• Supplied text
>> BEGIN

The Division Bench of Justice  G.S.Patel and Justice  Kamal Khata  made the above observation while disposing a Public Interest Litigation (PIL) field seeking direction to the Respondents to take immediate steps for the conservation and protection of Panje-Dongri Wetlands comprising of 124 ha. as a unique bird habitat and as a ‘Protected Area’ under the Wildlife (Protection Act), 1972.

The land in question is within the jurisdictional area of City and Industrial Development Corporation of Maharashtra (CIDCO), a special planning authority in whom the land is vested. 

Section 18 and Section 36A of the WLP Act read as follows: 

“18. Declaration of sanctuary 

(1) The State Government may, by notification, declare its intention to constitute any area other than an area comprised within any reserve forest or the territorial waters as a sanctuary if it considers that such area is of adequate ecological, faunal, floral, geomorphological, natural or zoological significance, for the purpose of protecting, propagating or developing wild life or its environment. 

(2) The notification referred to in sub-section (1) shall specify, as nearly as possible, the situation and limits of such area. 

Explanation: For the purposes of this section it shall sufficient to describe the area by roads, rivers, bridges or other well known or readily intelligible boundaries. 

36A. Declaration and management of a conservation reserve 

(1) The State Government may, after having consultations with the local communities, declare any area owned by the Government, particularly the areas adjacent to National Parks and sanctuaries and those areas which link one protected area with another, as a conservation reserve for protecting landscapes, seascapes, flora and fauna and their habitat:  

PROVIDED THAT where the conservation reserve includes any land owned by the Central Government, its prior concurrence shall be obtained before making such declaration.

>> END

• Task brief
Continue the excerpt on the Panje-Dongri Wetlands litigation, starting right after its final sentence.

• Data extract
>> BEGIN

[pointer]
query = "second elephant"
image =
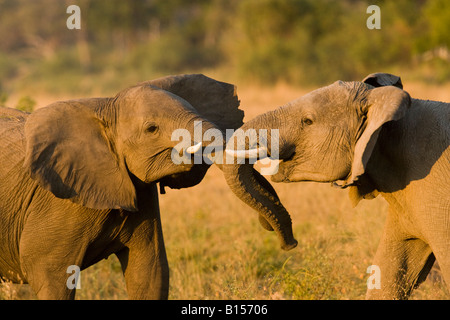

>> END

• Response to the task
(2) The provisions of sub-section (2) of section 18, subsections (2), (3) and (4) of section 27, sections 30, 32 and clauses (b) and (c) of section 33 shall, as far as may be, apply in relation to a conservation reserve as they apply in relation to a sanctuary .

“Maharashtra has its own complex of national parks, sanctuaries, and tiger conservation areas and the Government can surely be no stranger to the requirements or to the satisfaction necessary for such a declaration. But the point is that the satisfaction must be of the Government. We do not see, despite saying all of this, how a Writ Court can possibly compel the Government to decide this in a particular manner. We do not see how we can send a message to the Government that we are satisfied with the material and therefore the Government must now decide depending upon our satisfaction. That would literally put the administrative cart before the judicial horse. We are doing nothing of the kind”, the Bench observed.

The Court permitted the Petitioners time of three weeks to submit an appropriately framed representation to the Joint Secretary of Revenue and Forests Department. The Court clarified  that since the matter comes to the authority from the Court  it is not an acceptable answer to say that no decision can be taken. Either the representation must be accepted in whole or in part or it must be rejected.